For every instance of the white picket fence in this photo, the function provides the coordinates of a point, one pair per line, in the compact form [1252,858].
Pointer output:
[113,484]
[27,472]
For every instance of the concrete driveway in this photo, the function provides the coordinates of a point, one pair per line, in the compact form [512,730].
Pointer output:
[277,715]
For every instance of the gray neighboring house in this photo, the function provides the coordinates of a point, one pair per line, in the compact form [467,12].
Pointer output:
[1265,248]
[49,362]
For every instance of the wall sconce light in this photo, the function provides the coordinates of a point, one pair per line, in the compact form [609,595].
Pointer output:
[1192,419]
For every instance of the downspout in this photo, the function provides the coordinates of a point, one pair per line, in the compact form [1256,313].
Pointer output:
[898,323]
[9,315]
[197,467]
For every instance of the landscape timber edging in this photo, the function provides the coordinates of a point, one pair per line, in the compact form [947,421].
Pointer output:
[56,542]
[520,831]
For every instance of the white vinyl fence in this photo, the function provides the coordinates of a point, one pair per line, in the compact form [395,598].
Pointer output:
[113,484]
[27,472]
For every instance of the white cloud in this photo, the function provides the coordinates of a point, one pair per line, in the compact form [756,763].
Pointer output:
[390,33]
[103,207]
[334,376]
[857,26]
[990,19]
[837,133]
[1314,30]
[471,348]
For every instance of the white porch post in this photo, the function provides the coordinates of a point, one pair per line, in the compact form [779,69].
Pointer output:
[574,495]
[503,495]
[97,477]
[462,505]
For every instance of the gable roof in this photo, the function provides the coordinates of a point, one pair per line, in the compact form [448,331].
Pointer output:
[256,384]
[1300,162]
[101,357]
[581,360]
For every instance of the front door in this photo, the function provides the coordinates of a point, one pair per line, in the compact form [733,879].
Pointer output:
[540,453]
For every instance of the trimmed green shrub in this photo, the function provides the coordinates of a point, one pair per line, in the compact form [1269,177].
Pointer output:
········
Assignment:
Restate every record verbatim.

The answer:
For every instance of the white picket fence in this photo, the function provides the coordinates of a point, one pair per line, in the compact form [1252,858].
Pointer output:
[113,484]
[27,472]
For every instance of the concrete driveway in this photo, the function provides the coordinates of a point, one pair per line, in the compact form [512,730].
Pointer output:
[277,715]
For every instance of the gray neighboring house in this photo, the function provides the coordinates of a point, one pair per line, in the compact form [467,12].
Pointer output:
[1265,248]
[49,362]
For every instance of the wall sconce light in this photo, the function provides the coordinates of a point, one pair per line, in the compact form [609,595].
Pointer output:
[1192,419]
For every instance of the downspout in this photo, the function provides the coordinates of a point, one pair per line, in the compact form [1256,313].
Pointer output:
[898,323]
[9,315]
[197,467]
For every instance of the landscape timber edging in this photo, the function provides the coordinates of a point, one pair per line, in the compact form [947,421].
Pointer output:
[56,542]
[520,831]
For every instance of the white vinyl fence in this photo, the function provides the coordinates of a point, one pair per line, in the compact form [395,598].
Pointer output:
[113,484]
[27,472]
For every instance of the white cloud in this photo, the function provides the coordinates of a point, one pair per line, in the compact form [756,763].
Pointer output:
[390,33]
[103,207]
[334,376]
[857,26]
[990,19]
[837,133]
[1314,30]
[471,348]
For every instance of the white porch post in this photo, the function provides the coordinates of a point, one pair per line, in the compact form [779,69].
Pointer output:
[574,495]
[503,495]
[97,477]
[462,505]
For every instance of the gable roof in this photo, the function provides the coordinates of a point, one pair per line, in the compact form [448,331].
Pointer output:
[256,384]
[1300,162]
[101,357]
[581,360]
For every instance of the front door in this photo, the function provides the coordinates of a point, one pair per line, in the compact form [733,879].
Pointer output:
[540,453]
For every instance of the trimmed green shrub in this photo, the function provides the coordinates of a point, one pair per line, in the compact form [1269,177].
Pointer output:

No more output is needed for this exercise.